■ **Source document**:
[START]
All of these goals were failed spectacularly, and I will now break down how and why.

Goal the first: Paradox wanted to reduce the level of micro necessary to keep an empire running efficiently. What ended up being accomplished was the opposite; before 2.2, planets needed to be micromanaged to get more efficient. You had to place the correct pops on the correct tiles with the correct buildings on them in the correct order to squeeze out the maximum possible efficiency out of them. You micromanaged to get the best possible results. Now, you micromanage as damage control against the awful job AI which fails to put any of the pops in the right jobs. There are so many problems with this system with so many specific examples I could give that I would completely stray from the main point of this post if I were to list them all, but I'll give one example: pops don't always promote to the higher level of stratum, even if there are slots open, when you prioritize low-strata jobs.

Goal the second: they wanted to encourage players to play more tall builds. This was accomplished at the cost of wide empires being nerfed into the ground, as to stay under your administrative capacity you have to build tons of buildings which increase the cap, buildings you don't have space for because building slots are now extremely valuable, meaning you have to either take massive sprawl penalties or forsake your economy in order to keep up with the new system.

And finally, goal the third: Paradox wanted people to play more multi-ethnic empires. The new jobs system had the opposite effect, as the jobs AI fails to put the best pops with the best traits on the correct tiles, and because only one pop can grow at a time, you will never hit the right balance of pops for each species to be able to cover every job every specific species is good at. You could do population controls, but then you take a flat penalty to growth for wanting a more efficient planet, and you also get no notification for when a new pop is born, so if you forget about a planet for a few years, you'll come back to a world full of a species that is now working jobs it's less efficient at than another species.

The jobs system is terrible. I played several games with the most up-to-date version, and ran into massive problems every time. My favorite empire type, a syncretic evolution slave empire, was nerfed into the ground not by balance changes, but mechanically. It's not longer possible to play efficiently unless your empire is homogenous.

In addition, the new market system meant resources are now worthless, since whenever you run low on any resource all you have to do is dump your stockpile of whatever you have too much of and buy whatever you're missing, completely destroying trade with other empires, since it was now obsolete.

Stellaris: Federations, or why democracy doesn't work

The bad continued.

With none of the issues from 2.2 solved, Paradox released Federations, which was surprisingly well-received despite not adding anything to the game other than more problems you could only do damage control against.

The Galactic Community is implemented incredibly poorly. The fact that the proposals to be put to the senate floor have to have the most support from the galaxy means any proposal that does make it to the senate floor will inevitably pass with near perfect support. In addition, the random nature of the game means if you are an authoritarian empire that happened to spawn into a galaxy of egalitarians, you will lose on every single issue in the galactic community and end up taking massive penalties for it.
[END]
■ **Supplied information**:
[START]
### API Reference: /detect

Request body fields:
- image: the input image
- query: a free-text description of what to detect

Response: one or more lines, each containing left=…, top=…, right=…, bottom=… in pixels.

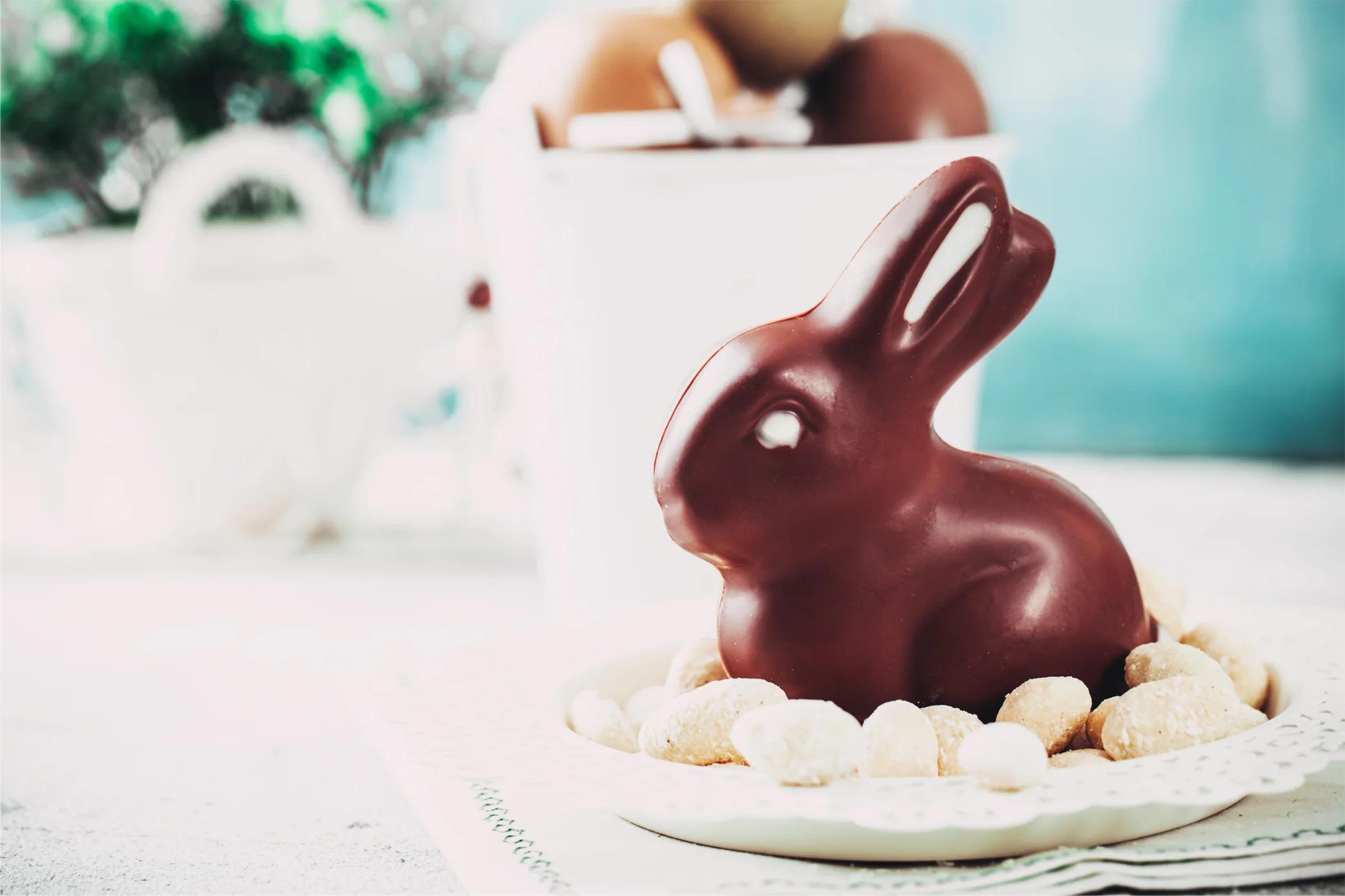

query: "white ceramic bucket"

left=454, top=112, right=1010, bottom=617
left=4, top=126, right=463, bottom=555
[END]
■ **Given problem A**:
Please repeat the Stellaris critique word for word, beginning at "Goal the second: they" and ending after "the new system.".
■ **Given problem B**:
Which empire type does the Stellaris critique name as the writer's favorite?

■ **Full answer A**:
Goal the second: they wanted to encourage players to play more tall builds. This was accomplished at the cost of wide empires being nerfed into the ground, as to stay under your administrative capacity you have to build tons of buildings which increase the cap, buildings you don't have space for because building slots are now extremely valuable, meaning you have to either take massive sprawl penalties or forsake your economy in order to keep up with the new system.

■ **Full answer B**:
A syncretic evolution slave empire.